## Start
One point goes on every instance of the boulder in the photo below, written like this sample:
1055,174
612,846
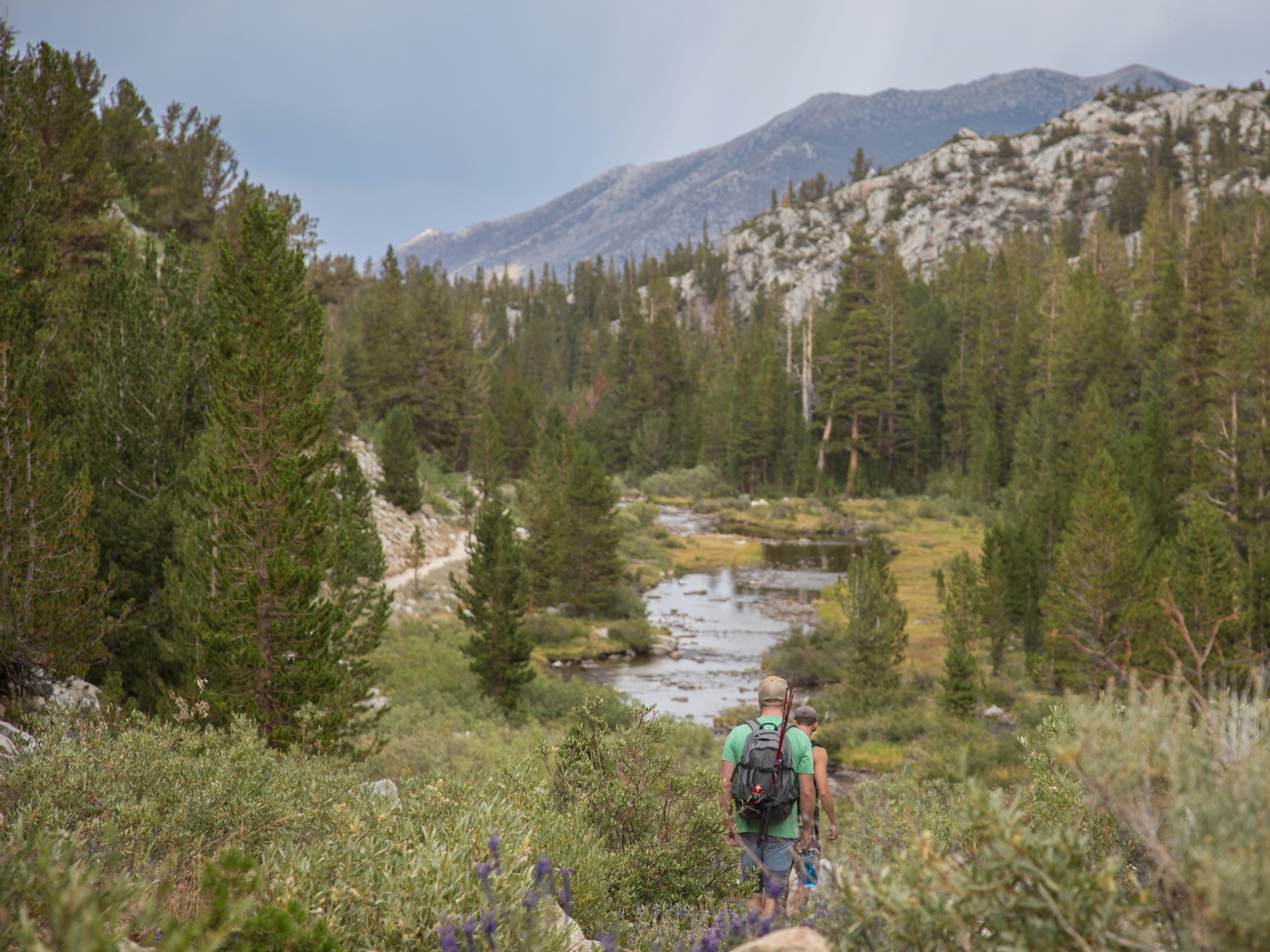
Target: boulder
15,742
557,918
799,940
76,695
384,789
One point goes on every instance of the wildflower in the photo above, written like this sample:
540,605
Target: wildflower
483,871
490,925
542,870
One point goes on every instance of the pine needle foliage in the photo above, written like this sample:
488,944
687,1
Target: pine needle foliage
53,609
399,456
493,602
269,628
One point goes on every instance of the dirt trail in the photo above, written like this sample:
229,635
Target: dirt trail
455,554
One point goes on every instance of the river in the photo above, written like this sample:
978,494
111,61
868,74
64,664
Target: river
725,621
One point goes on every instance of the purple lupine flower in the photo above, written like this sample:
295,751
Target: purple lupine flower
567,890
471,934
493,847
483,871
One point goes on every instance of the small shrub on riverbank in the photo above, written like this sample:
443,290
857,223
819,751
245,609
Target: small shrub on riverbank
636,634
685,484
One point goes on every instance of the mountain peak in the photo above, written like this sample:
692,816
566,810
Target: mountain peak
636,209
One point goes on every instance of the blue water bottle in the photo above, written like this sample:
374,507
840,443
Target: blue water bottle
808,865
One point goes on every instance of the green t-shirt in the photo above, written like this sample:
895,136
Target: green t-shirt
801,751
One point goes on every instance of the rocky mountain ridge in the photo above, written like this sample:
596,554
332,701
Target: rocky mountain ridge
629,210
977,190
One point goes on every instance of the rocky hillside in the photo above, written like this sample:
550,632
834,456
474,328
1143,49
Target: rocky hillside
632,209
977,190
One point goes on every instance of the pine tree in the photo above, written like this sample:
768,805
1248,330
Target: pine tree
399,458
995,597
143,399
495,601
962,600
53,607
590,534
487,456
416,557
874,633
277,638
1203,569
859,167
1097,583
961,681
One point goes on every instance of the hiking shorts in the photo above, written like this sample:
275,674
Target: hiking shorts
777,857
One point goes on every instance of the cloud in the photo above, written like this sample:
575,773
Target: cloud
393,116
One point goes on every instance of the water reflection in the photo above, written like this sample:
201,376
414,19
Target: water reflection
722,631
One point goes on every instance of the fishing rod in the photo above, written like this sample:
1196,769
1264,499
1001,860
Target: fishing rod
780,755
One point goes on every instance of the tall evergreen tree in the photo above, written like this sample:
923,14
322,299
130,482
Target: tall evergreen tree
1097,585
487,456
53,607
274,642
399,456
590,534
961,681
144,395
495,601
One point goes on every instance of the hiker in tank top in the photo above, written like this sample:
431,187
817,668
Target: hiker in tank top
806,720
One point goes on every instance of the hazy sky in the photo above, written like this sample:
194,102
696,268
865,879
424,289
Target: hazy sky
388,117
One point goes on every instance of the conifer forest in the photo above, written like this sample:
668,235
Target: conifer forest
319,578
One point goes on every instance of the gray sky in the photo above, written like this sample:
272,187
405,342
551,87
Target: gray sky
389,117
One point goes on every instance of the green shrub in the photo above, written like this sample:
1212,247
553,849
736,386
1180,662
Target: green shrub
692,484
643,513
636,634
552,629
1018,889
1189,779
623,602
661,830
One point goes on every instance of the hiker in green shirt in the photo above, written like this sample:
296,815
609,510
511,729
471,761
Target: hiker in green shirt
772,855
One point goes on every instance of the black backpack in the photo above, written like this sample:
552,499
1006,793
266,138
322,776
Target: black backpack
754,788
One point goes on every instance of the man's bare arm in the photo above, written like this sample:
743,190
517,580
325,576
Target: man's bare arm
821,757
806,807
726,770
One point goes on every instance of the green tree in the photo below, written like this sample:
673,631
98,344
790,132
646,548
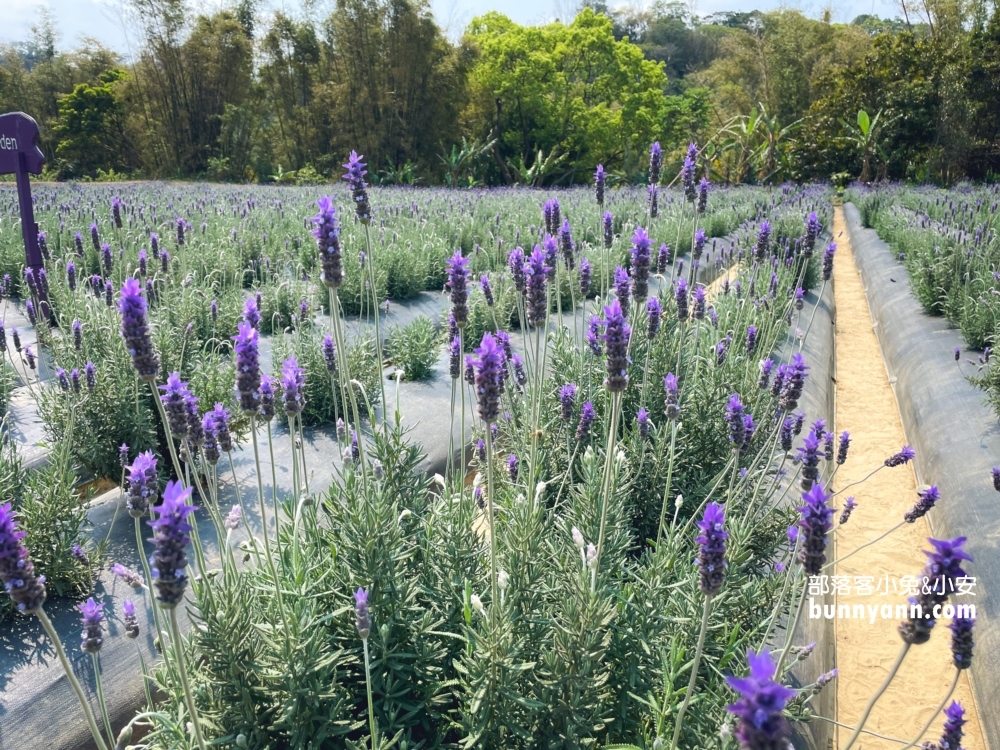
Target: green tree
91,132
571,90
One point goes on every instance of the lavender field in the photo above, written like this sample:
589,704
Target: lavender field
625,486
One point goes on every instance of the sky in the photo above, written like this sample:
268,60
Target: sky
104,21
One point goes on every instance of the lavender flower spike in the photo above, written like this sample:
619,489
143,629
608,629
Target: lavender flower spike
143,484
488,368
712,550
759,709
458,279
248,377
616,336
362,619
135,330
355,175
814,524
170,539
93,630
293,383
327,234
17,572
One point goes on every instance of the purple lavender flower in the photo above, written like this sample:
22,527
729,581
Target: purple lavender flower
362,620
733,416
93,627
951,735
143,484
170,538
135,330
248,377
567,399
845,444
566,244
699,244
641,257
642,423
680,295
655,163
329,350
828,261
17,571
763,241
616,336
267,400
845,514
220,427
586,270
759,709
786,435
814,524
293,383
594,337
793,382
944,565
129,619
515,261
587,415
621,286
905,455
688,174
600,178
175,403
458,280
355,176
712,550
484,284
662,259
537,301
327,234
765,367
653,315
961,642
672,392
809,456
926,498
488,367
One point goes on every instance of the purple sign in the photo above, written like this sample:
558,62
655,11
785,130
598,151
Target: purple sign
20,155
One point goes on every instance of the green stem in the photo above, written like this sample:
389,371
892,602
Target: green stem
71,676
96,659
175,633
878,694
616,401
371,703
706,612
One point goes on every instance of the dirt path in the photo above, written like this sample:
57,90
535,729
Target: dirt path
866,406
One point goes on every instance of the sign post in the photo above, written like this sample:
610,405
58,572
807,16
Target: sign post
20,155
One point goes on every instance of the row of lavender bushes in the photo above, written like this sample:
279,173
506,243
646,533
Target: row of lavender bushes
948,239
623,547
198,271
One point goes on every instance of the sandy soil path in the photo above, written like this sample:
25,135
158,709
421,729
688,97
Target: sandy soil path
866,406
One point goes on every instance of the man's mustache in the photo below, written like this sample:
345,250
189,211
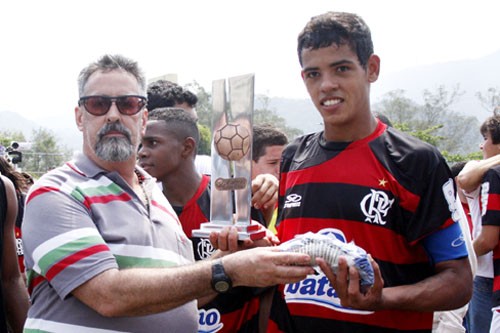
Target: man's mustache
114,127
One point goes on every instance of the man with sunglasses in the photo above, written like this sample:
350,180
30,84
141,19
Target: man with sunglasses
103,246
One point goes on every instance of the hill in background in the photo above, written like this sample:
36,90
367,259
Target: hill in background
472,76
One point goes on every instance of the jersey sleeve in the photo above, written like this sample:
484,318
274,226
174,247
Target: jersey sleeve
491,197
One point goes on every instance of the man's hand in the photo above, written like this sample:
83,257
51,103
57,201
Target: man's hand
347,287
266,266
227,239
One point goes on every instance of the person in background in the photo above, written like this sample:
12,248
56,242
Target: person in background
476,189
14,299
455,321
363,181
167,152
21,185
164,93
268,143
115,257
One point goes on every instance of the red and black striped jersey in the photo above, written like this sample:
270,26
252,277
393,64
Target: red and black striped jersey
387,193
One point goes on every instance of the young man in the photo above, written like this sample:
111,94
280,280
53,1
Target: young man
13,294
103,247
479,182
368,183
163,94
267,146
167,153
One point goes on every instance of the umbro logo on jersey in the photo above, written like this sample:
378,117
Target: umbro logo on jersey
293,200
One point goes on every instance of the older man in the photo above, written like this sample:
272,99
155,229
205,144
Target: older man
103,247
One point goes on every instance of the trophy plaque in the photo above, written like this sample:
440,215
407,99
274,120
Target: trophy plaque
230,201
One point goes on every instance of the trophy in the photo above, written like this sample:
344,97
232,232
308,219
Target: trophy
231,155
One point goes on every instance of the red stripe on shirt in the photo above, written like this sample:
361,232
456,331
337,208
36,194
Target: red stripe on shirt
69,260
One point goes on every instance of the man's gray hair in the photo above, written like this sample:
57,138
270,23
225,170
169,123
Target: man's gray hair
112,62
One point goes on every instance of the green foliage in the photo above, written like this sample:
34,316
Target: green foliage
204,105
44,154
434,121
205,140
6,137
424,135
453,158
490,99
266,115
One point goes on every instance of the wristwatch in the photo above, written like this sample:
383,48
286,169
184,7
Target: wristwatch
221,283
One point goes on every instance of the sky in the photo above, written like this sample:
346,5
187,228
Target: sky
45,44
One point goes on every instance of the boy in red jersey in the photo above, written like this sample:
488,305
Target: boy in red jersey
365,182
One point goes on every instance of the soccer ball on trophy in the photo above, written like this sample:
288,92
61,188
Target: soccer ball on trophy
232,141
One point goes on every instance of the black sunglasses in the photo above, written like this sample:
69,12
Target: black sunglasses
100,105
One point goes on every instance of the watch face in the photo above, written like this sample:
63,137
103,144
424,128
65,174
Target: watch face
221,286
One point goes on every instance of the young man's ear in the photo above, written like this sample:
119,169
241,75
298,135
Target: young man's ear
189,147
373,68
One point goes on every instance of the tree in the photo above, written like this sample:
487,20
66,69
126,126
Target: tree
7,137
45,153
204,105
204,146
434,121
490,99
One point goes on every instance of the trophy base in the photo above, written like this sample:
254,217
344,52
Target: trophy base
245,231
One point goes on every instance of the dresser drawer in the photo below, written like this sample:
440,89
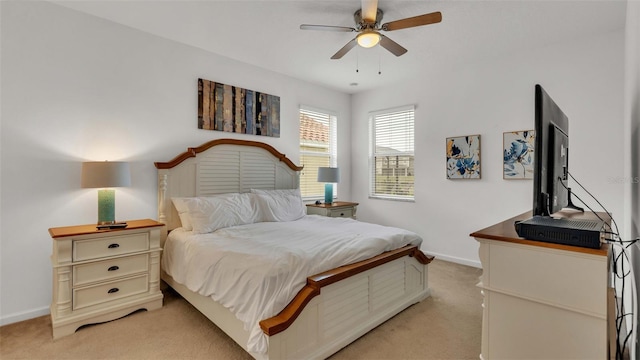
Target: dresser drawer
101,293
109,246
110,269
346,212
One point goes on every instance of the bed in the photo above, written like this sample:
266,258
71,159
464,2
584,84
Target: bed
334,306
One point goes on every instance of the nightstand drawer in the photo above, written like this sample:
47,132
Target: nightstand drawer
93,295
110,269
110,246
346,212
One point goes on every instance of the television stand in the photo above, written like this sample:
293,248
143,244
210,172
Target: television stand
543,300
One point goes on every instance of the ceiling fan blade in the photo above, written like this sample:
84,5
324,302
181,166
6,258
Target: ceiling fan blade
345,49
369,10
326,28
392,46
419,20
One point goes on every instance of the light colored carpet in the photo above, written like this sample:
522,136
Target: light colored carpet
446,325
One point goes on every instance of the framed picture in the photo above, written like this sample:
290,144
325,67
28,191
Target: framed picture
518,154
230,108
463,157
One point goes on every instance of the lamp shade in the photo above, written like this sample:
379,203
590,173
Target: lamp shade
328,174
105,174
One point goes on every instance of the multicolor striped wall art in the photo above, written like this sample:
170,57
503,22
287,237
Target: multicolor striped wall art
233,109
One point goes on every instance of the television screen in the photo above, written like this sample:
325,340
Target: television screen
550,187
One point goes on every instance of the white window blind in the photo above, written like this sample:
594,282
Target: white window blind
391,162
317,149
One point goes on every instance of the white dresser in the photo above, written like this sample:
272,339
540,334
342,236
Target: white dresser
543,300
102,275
## End
Starting at the line that contains "One point goes on every instance of the ceiling", quote each remaining line of the entries above, unchanged.

One point goes on every instance of the ceiling fan blade in the photo above, written like this sample:
84,5
324,302
181,166
6,258
Target: ceiling fan blade
345,49
369,10
326,28
392,46
419,20
One point goes on every instance of the light colored carpet in the photo above, written like this sample:
522,136
Target: light colored carpet
446,325
One point goes on every instance of the framed picture in the photo above, written like this sample:
290,144
325,67
28,191
Target: framed picture
518,154
230,108
463,157
One point goes on every instance of the lamp shade in the photo above, written like this sample:
379,203
590,173
Target: lamp shade
328,174
105,174
One point goes on every instance of the multicolor striped wall art in the photo above, written like this sample:
170,57
503,22
287,237
Target: multicolor striped wall art
233,109
One point goes on every instance of the television screen in the photo above, written like this sample:
325,340
Target: television screen
550,187
One point goes on every instance of the white window blind in the photo above, written like this sample:
594,282
Target: white window blind
391,162
317,149
One point goes on every instance of the white dresser in the photo above, written like this sample:
272,339
540,334
342,236
Target: white dresser
543,300
102,275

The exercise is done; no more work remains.